**Verilen Metin:**
####################

Tire’de zamana meydan okuyan bir gelenek: Sultan Nevruz
Sultan Nevruz’da Balım Sultan’da toplaşan insanlar, yemyeşil kırlarda tabiatın uyanışıyla güç toplayıp adeta kendilerini yeniler. Bir arada olmanın hazzını duyup hoşgörü ortamı içinde sevince boyanırlar. Doğadan ve birbirlerinden zarar değil, yarar görmenin yollarını keşfederler.
Yazı:Celal Erdem - Sosyal Antropolog
Nevruzu Tireliler, sevgi ve hoşgörü ortamı içinde konuklarıyla yemyeşil kırlarda, mesire yerlerinde doğa bayramı olarak kutlar. Tire’de gelenekselleşen ve yüzyıllardır kutlandığı ifade edilen Sultan Nevruz Bayramı’nın tarihçesine ve uygulamalarına geçmeden önce Nevruz kavramına ve menşeine kısaca göz atalım. “Yenigün” anlamına gelen ve Farsça kökenli bir kavram olan Nevruz; gece ile gündüzün eşitlendiği 21 Mart günü olup, Kuzey Yarımkürede baharın başlangıcıdır. Bu günün Ortaasya’dan Balkanlara kadar Türk topluluklarında Nevruz, Noruz, Navrız, Ergenekon, Bozkurt, Çağan, Sultan Nevruz gibi adlandırmalarla; “yılbaşı” ve “baharın başlangıcı” olarak; benzer ve farklı çeşitli gelenek, inanç ve uygulamalarla kutlanageldiği bilinmektedir. Rumi takvime göre 9 Mart’a rastlayan bu gün “Mart Dokuzu” olarak da anılmaktadır.
Nevruz’un menşei konusunda farklı görüşler vardır. Dr. Abdülhaluk Çay’a göre; Orta Asya Türk toplulukları ile İranlılarda ortak bir kültür unsuru olarak görülen Nevruz Bayramı, Türklerde tabiat, varoluş ve diriliş bayramı olarak nitelendirilmektedir.
Prof. Dr. Reşat Genç, Azerbaycan Ansiklopedisi’ne atıf yaparak, “Nevruz; kadim Şark ananelerinin devamıdır. Çin kaynaklarından Hunların daha milattan yüzlerce yıl önceleri, 21 Mart tarihinde hazır yemeklerle kıra çıktıklarını, bahar şenlikleri yaptıklarını, bugünkü Nevruz kutlamalarında gördüğümüz birtakım adet ve uygulamaları yaşadıklarını biliyoruz. Aynı geleneklerin Hunlardan sonra Uygurlarda da varlığına şahit oluyoruz. Bu gelenekler Uygurlardan da günümüze kadar gelmiştir... Menşei neresi olursa olsun M.Ö. 3. yüzyıldan yani Mete Han zamanından beri Türklerde var olan bir bayram, bir bahar bayramı geleneğidir” demektedir.

####################

**Alıştırma Görevi a:** Kayıtlarda "hand" dizesini içeren bütün satırları seçip yazınız. Büyük ve küçük harf farkı dikkate alınmalıdır.
Metin ile kayıtlar birbirinden farklı kaynaklardan alınmıştır.

Bir koleksiyondan alınmış kayıtlar:

####################

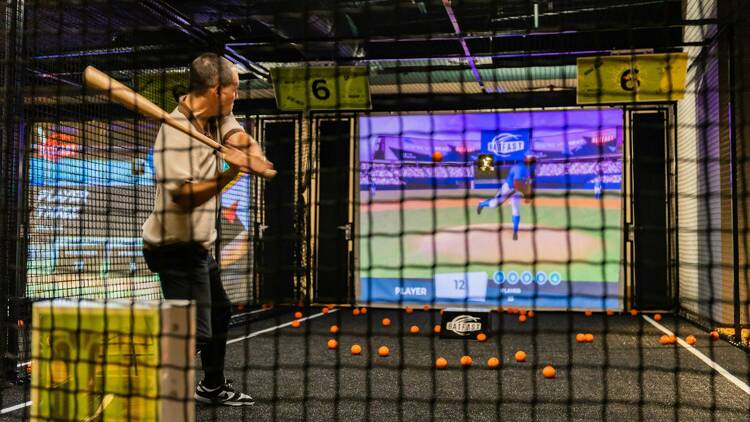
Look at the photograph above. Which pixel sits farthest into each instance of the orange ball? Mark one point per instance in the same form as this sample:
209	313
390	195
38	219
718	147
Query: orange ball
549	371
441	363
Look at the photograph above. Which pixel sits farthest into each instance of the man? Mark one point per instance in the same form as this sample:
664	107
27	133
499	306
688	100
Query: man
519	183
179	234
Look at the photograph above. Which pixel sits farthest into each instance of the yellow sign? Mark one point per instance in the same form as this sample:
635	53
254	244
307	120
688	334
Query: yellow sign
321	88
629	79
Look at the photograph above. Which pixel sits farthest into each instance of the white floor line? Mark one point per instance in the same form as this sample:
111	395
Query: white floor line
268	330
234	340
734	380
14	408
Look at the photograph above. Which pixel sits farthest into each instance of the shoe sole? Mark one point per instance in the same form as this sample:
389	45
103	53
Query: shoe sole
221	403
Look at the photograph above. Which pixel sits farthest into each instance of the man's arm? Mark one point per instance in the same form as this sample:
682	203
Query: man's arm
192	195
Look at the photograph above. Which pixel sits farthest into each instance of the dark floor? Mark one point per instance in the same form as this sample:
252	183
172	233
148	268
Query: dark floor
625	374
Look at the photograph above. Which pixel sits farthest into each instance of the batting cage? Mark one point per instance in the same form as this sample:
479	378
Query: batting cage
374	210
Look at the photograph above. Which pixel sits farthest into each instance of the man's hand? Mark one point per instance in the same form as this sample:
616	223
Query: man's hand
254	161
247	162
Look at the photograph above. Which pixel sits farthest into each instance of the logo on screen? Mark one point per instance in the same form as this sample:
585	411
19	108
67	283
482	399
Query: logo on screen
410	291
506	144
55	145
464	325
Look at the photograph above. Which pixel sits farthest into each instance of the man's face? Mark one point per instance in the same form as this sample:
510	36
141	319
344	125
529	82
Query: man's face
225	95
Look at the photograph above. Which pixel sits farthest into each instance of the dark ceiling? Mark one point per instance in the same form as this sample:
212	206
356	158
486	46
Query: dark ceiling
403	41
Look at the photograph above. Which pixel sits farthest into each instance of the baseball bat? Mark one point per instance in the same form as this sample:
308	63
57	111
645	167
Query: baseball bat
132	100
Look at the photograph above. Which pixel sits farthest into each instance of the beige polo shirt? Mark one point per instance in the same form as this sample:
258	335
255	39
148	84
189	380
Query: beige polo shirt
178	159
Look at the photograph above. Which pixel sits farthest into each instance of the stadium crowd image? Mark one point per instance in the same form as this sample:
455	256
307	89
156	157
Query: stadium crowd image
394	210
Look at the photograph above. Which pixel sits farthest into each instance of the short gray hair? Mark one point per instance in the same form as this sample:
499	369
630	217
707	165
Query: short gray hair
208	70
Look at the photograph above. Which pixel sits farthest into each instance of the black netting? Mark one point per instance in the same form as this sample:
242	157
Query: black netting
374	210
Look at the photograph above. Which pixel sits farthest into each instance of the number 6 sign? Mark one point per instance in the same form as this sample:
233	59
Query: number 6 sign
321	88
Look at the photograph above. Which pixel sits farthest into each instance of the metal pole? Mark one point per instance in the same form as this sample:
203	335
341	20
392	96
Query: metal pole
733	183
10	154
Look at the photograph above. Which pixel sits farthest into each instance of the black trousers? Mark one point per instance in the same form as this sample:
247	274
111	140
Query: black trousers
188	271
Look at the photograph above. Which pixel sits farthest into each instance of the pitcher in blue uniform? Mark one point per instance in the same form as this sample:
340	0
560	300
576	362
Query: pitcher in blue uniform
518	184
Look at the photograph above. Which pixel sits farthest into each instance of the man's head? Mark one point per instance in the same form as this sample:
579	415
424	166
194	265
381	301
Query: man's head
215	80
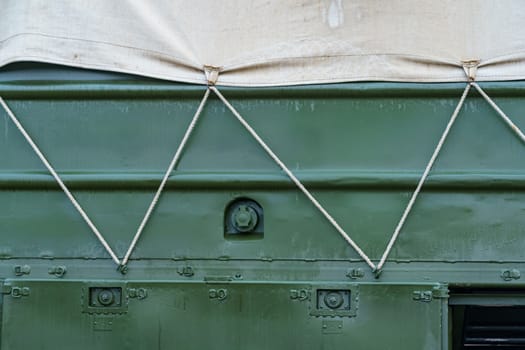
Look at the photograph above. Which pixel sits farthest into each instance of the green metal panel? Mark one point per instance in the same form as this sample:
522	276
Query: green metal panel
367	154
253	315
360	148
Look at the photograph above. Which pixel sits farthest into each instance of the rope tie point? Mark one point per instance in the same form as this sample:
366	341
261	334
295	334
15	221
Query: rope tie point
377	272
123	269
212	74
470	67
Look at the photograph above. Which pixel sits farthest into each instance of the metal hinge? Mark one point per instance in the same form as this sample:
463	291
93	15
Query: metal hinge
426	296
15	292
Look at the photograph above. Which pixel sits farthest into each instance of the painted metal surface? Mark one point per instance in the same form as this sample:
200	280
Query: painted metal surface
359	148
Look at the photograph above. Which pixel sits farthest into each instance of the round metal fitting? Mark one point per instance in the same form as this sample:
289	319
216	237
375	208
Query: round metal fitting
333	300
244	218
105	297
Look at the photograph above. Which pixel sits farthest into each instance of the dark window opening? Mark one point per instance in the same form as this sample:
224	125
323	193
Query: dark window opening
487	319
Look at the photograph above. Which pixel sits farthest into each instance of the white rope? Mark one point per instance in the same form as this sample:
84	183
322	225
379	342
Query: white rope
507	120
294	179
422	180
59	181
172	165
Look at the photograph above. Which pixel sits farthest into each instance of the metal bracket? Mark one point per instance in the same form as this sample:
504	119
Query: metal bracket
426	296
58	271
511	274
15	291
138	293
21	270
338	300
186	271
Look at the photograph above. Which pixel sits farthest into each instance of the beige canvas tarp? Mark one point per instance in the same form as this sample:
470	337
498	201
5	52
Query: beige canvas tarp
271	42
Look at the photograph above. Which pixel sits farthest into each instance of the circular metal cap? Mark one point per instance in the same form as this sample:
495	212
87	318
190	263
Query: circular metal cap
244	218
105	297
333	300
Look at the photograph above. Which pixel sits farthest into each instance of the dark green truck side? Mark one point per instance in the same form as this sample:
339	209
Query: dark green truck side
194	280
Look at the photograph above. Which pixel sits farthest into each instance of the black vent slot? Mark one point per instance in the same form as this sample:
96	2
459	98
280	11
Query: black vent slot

####################

**Alıştırma Görevi b:** Sultan Nevruz metnine göre Rumi takvimde 9 Mart'a rastlayan bu gün hangi adla da anılmaktadır?

**Yanıt a:**
Look at the photograph above. Which pixel sits farthest into each instance of the man's hand? Mark one point per instance in the same form as this sample:
Query: man's hand

**Yanıt b:** "Mart Dokuzu" olarak da anılmaktadır.